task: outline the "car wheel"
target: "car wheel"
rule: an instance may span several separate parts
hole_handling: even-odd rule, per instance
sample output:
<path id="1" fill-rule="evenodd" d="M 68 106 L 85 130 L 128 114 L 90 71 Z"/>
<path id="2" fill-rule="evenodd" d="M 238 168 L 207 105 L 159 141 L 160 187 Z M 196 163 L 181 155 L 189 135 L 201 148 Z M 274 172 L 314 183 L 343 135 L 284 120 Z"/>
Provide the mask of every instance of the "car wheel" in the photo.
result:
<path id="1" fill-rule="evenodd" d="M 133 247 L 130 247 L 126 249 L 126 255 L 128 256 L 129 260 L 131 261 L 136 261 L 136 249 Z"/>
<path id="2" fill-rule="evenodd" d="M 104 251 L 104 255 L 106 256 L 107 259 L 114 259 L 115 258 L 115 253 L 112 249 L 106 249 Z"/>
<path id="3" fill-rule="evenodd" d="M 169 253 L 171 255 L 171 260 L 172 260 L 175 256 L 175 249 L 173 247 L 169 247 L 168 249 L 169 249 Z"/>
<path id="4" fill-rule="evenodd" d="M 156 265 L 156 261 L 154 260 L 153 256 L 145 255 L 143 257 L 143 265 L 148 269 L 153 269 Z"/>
**********
• [INSTRUCTIONS TO FOLLOW]: Switch "instance" to "object" in the material from its first line up to and including the line that contains "169 253 L 171", and reproduce only those lines with nothing else altered.

• [EXERCISE RESULT]:
task: outline the "car wheel"
target: "car wheel"
rule: an object may span several separate parts
hole_handling: even-odd rule, per object
sample output:
<path id="1" fill-rule="evenodd" d="M 68 106 L 85 130 L 128 114 L 90 71 Z"/>
<path id="2" fill-rule="evenodd" d="M 238 168 L 207 105 L 159 141 L 160 187 Z M 196 163 L 181 155 L 189 135 L 201 148 Z M 274 172 L 314 183 L 343 135 L 284 120 Z"/>
Provide the mask of every object of the "car wheel" in the photo.
result:
<path id="1" fill-rule="evenodd" d="M 133 247 L 130 247 L 126 249 L 126 255 L 128 256 L 129 260 L 131 261 L 136 261 L 136 249 Z"/>
<path id="2" fill-rule="evenodd" d="M 104 251 L 104 255 L 106 256 L 107 259 L 114 259 L 115 258 L 115 253 L 112 249 L 106 249 Z"/>
<path id="3" fill-rule="evenodd" d="M 169 253 L 171 255 L 171 260 L 172 260 L 175 256 L 175 249 L 173 247 L 169 247 L 168 249 L 169 249 Z"/>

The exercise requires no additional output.